* _Records for the exercise_
________________________________________

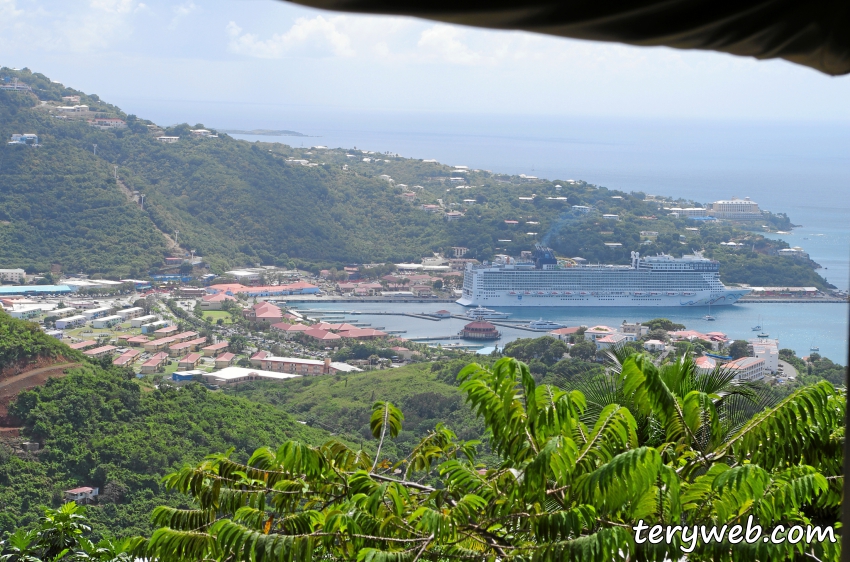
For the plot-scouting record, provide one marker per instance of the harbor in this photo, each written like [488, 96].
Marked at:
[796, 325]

________________________________________

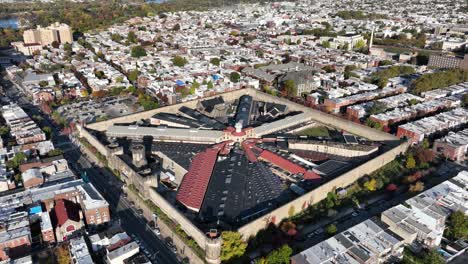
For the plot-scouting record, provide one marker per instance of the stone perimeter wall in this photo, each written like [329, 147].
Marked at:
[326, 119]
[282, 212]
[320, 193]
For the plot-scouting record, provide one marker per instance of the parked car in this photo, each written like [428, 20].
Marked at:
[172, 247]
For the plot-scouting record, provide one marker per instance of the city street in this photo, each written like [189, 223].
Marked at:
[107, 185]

________________________________________

* _Exercise brief_
Tally the lines in the entries above that contain the string "photo", with case counting, and give only the number.

* _Written answer_
4